[Region labeling items]
-------------------------
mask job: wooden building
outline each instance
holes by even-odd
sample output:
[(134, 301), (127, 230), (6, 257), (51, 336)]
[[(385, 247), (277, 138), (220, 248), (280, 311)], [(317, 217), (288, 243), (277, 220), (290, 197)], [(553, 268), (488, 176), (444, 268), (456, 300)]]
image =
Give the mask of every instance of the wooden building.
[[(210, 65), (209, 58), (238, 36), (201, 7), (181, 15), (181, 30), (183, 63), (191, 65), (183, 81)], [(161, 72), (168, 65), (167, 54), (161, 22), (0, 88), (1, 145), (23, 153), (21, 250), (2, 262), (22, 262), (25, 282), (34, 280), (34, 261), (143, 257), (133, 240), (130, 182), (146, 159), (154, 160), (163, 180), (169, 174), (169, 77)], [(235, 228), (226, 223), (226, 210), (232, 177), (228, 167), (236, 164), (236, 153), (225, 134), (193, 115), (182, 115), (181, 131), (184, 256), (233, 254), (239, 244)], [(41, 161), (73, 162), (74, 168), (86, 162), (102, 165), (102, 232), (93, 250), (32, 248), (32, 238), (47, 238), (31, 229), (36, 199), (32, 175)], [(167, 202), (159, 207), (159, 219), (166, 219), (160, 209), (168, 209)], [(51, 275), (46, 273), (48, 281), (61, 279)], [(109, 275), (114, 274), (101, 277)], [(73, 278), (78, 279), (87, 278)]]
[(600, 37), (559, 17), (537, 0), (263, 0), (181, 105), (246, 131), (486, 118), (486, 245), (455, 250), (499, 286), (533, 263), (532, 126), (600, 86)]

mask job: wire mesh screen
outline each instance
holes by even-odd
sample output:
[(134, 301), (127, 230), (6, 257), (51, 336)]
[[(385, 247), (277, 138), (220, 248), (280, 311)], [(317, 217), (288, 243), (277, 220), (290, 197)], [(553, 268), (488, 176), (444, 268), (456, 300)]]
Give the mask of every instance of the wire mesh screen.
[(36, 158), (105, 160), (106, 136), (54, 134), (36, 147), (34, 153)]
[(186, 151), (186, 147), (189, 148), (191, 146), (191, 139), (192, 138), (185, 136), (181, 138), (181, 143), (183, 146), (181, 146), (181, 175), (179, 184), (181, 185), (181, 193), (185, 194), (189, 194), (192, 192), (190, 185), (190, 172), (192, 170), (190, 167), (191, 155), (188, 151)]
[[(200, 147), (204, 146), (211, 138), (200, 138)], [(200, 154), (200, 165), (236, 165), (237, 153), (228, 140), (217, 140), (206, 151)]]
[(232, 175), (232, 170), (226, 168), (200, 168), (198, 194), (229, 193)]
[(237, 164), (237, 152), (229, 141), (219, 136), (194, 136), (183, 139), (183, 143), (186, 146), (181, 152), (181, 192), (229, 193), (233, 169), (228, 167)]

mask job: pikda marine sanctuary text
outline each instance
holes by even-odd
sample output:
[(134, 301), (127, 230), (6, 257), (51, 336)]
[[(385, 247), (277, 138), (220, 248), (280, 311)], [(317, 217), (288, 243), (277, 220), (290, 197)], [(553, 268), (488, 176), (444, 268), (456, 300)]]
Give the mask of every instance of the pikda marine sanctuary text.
-------------------------
> [WHAT IS REQUIRED]: Reproduce the lines from the start of the items through the line containing "Give the mask of every instance of the wooden", character for character.

> [ANSWER TO THE PROBLEM]:
mask job: wooden building
outline each instance
holes by even-odd
sample output:
[(134, 301), (127, 230), (6, 257), (51, 336)]
[[(385, 247), (277, 138), (220, 248), (280, 311)], [(317, 217), (288, 243), (277, 220), (290, 197)], [(553, 268), (488, 176), (444, 268), (456, 300)]]
image =
Give the mask of every instance of the wooden building.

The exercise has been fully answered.